— WORK REQUEST —
Please return only the lines from the one showing "One pin marks each instance of the scaffolding." to the end of the entries, keeping both ends and dropping every picture.

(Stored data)
• • •
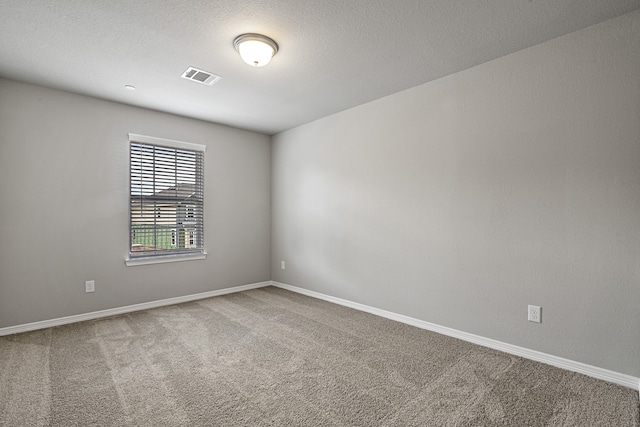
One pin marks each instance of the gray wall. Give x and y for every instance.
(64, 206)
(461, 201)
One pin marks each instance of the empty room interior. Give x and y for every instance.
(403, 213)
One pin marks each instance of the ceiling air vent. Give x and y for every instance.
(200, 76)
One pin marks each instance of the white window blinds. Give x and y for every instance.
(167, 197)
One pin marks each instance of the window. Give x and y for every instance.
(166, 200)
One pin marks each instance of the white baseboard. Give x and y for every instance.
(126, 309)
(559, 362)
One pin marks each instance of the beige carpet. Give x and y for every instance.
(269, 357)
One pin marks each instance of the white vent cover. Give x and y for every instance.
(200, 76)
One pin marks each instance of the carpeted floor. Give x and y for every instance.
(269, 357)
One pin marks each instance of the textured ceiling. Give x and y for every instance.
(334, 54)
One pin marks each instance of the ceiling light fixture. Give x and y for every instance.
(255, 49)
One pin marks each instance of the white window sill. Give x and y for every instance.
(130, 262)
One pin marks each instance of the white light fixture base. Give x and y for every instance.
(255, 49)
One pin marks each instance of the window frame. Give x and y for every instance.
(169, 256)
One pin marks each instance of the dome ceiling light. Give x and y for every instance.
(255, 49)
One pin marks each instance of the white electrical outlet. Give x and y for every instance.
(535, 314)
(90, 286)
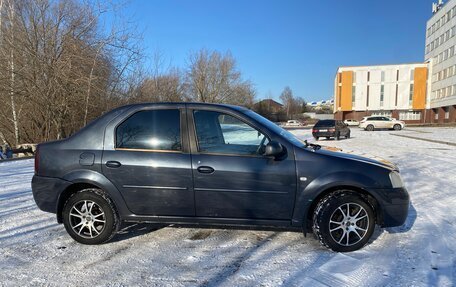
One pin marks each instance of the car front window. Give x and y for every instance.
(275, 128)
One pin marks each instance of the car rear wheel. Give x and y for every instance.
(89, 217)
(370, 128)
(343, 221)
(397, 127)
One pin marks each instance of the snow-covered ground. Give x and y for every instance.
(35, 250)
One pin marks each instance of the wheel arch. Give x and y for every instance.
(82, 179)
(366, 195)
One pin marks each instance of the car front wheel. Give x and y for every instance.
(370, 128)
(343, 221)
(89, 217)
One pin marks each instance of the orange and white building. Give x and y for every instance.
(416, 93)
(398, 91)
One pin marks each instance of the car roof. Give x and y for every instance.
(193, 104)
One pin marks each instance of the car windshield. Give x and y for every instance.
(275, 128)
(325, 123)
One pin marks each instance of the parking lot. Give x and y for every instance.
(35, 250)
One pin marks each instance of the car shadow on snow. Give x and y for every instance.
(411, 218)
(130, 230)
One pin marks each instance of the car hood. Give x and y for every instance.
(361, 157)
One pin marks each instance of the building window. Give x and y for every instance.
(353, 95)
(410, 116)
(411, 94)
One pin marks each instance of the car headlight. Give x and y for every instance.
(396, 179)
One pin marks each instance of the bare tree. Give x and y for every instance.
(59, 68)
(214, 78)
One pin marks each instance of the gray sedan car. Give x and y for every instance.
(193, 163)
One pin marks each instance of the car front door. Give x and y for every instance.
(232, 179)
(146, 157)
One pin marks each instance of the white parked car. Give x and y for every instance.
(351, 122)
(293, 123)
(380, 122)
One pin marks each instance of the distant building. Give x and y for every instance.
(440, 53)
(321, 104)
(417, 93)
(397, 91)
(270, 105)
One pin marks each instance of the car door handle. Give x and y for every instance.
(113, 164)
(205, 169)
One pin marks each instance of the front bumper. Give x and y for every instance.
(394, 210)
(46, 192)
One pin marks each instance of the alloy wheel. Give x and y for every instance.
(349, 224)
(87, 218)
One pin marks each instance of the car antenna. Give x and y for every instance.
(315, 146)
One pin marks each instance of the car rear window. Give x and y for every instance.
(325, 123)
(152, 130)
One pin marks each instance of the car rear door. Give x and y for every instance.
(232, 179)
(146, 156)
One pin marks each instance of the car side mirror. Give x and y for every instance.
(274, 149)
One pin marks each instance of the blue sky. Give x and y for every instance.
(286, 43)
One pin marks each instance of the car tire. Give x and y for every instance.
(343, 231)
(370, 128)
(90, 217)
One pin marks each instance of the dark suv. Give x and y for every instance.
(330, 129)
(191, 163)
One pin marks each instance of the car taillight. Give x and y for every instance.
(37, 159)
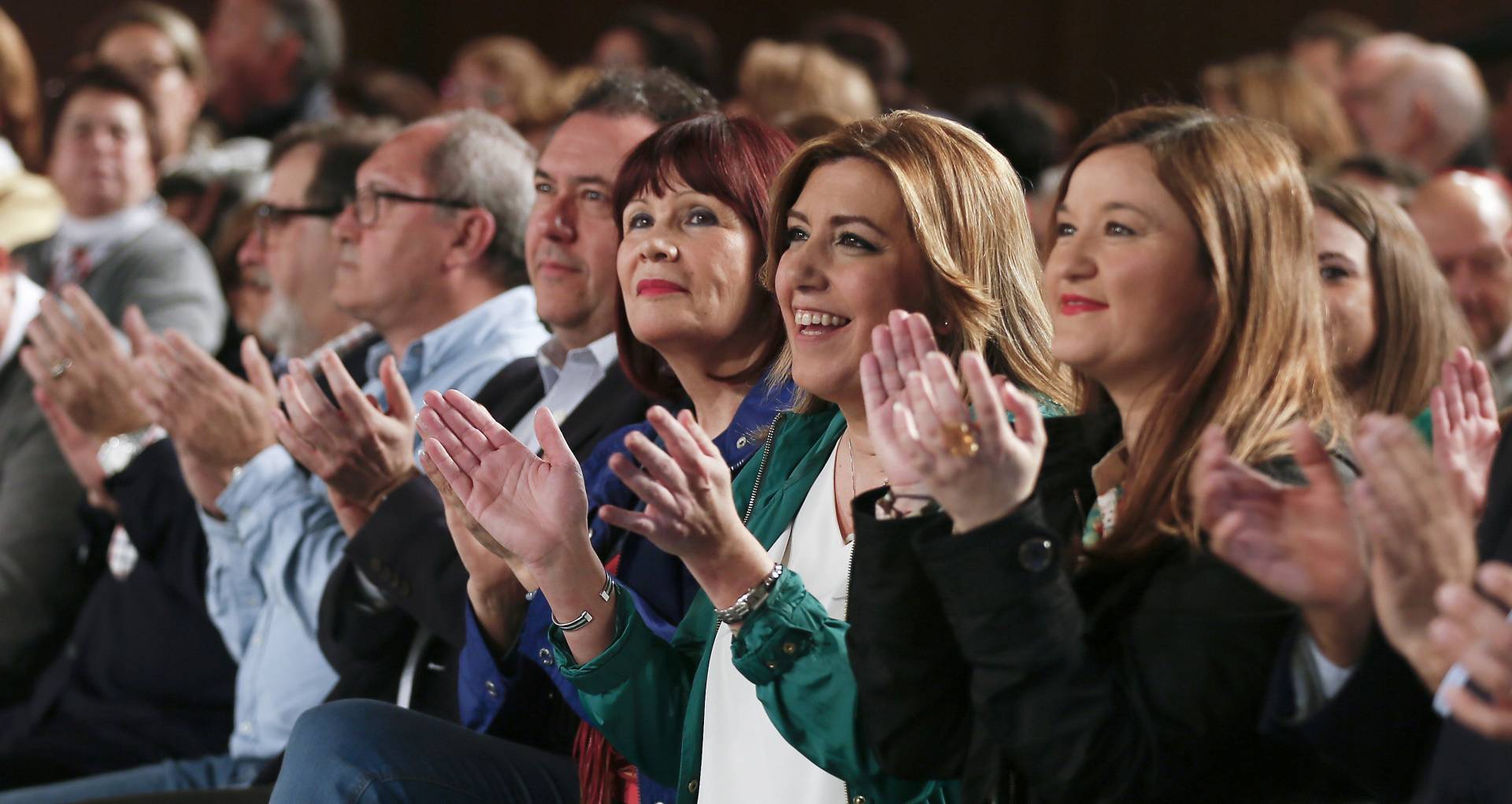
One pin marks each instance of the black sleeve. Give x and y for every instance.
(407, 554)
(1153, 695)
(915, 708)
(1377, 732)
(162, 519)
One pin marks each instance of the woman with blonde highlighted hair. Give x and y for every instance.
(754, 698)
(1272, 88)
(1035, 606)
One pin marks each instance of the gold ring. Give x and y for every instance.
(961, 440)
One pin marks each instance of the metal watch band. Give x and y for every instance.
(584, 618)
(752, 600)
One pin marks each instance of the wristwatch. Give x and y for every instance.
(120, 450)
(749, 602)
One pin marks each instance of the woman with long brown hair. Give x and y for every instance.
(1048, 621)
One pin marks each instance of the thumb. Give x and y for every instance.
(258, 371)
(554, 446)
(1314, 461)
(399, 404)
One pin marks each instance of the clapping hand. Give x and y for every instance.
(360, 450)
(1420, 535)
(1298, 542)
(1474, 631)
(1466, 428)
(529, 506)
(83, 369)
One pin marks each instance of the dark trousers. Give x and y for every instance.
(376, 753)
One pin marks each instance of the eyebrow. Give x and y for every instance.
(578, 179)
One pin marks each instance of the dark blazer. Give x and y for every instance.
(1040, 677)
(41, 580)
(165, 271)
(1380, 728)
(407, 552)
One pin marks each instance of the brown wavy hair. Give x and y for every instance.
(1260, 360)
(966, 212)
(1418, 322)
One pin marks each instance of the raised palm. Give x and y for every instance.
(531, 506)
(1296, 542)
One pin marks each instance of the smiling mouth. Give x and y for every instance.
(817, 322)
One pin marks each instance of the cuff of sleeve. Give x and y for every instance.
(997, 562)
(619, 662)
(780, 632)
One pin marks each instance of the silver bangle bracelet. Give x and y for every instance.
(584, 618)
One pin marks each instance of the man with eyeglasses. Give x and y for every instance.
(146, 676)
(442, 280)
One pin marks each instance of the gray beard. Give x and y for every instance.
(284, 328)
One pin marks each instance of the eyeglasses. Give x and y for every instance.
(365, 205)
(272, 215)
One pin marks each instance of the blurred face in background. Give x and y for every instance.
(149, 57)
(102, 156)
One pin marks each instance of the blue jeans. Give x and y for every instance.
(165, 777)
(371, 753)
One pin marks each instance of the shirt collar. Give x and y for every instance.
(9, 162)
(109, 228)
(23, 309)
(475, 330)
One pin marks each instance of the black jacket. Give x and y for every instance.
(1036, 680)
(407, 554)
(1380, 728)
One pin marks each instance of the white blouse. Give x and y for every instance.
(744, 758)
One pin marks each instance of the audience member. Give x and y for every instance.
(1272, 88)
(1387, 179)
(1323, 43)
(873, 46)
(650, 37)
(272, 61)
(1021, 632)
(41, 578)
(159, 49)
(1467, 223)
(29, 206)
(1418, 102)
(1392, 320)
(372, 91)
(102, 703)
(115, 241)
(510, 77)
(787, 83)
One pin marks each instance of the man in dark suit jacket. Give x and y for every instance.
(115, 241)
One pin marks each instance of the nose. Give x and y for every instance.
(560, 223)
(345, 225)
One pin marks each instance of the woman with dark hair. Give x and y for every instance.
(752, 700)
(698, 332)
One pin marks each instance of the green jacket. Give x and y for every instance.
(646, 694)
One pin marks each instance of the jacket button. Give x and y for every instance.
(1036, 555)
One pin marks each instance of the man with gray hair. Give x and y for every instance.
(271, 62)
(1418, 102)
(433, 259)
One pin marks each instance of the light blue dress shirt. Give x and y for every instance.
(269, 560)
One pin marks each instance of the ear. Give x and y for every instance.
(471, 239)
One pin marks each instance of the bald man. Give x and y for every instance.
(1467, 220)
(1418, 102)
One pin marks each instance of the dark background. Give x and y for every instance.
(1094, 55)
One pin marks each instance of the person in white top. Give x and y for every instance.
(862, 224)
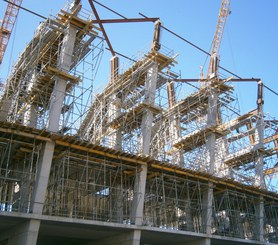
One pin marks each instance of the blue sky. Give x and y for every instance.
(249, 45)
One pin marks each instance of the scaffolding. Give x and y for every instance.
(29, 88)
(208, 168)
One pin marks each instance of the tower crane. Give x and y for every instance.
(214, 58)
(7, 25)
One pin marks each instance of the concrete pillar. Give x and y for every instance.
(211, 139)
(31, 116)
(140, 182)
(207, 209)
(114, 110)
(174, 127)
(4, 109)
(210, 146)
(58, 94)
(259, 222)
(42, 177)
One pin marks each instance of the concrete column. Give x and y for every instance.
(58, 94)
(259, 222)
(31, 116)
(114, 110)
(140, 182)
(42, 177)
(211, 139)
(259, 161)
(174, 127)
(4, 109)
(207, 209)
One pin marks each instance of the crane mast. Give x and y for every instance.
(7, 25)
(222, 17)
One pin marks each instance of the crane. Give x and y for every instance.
(7, 25)
(222, 17)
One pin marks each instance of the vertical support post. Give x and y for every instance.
(259, 178)
(207, 209)
(211, 139)
(141, 177)
(174, 129)
(156, 39)
(47, 151)
(58, 94)
(114, 107)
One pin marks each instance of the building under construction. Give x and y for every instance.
(153, 159)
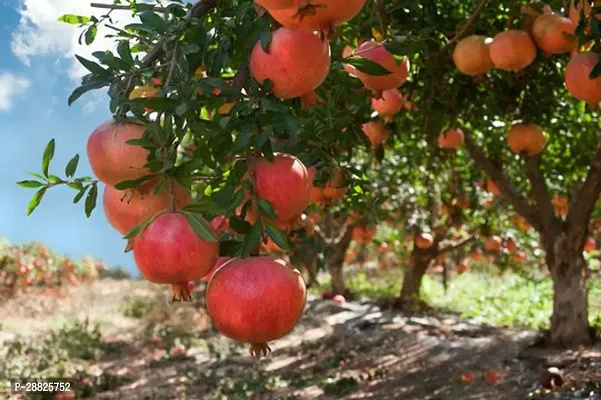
• • •
— EXPECTED OUTPUT —
One pin marks each instance of the scaffolding. Give x and y for every instance.
(29, 88)
(208, 168)
One pin marks each instance of the tower crane. Give x and y for every instance.
(214, 58)
(7, 25)
One pin marks each instance of the concrete pillar. Give x and y for every instance.
(211, 139)
(31, 116)
(140, 182)
(207, 209)
(114, 110)
(174, 127)
(4, 109)
(210, 146)
(58, 94)
(259, 222)
(42, 177)
One pin marks each instance of the concrete column. Give x and y for every instance.
(58, 94)
(259, 222)
(31, 116)
(114, 110)
(140, 182)
(42, 177)
(211, 139)
(259, 161)
(174, 127)
(4, 109)
(207, 209)
One pin marks each instance of the crane mast. Give x and y for every instance.
(7, 25)
(222, 17)
One pin marks each instance of the crane. Give x and y for every instance.
(7, 25)
(222, 17)
One pin marks each instance of the vertical support post. Give x and y for every instance.
(259, 178)
(207, 209)
(211, 139)
(141, 177)
(174, 129)
(156, 39)
(47, 151)
(58, 94)
(114, 107)
One pin marks each instance of the building under construction. Give x and y for every instance.
(153, 159)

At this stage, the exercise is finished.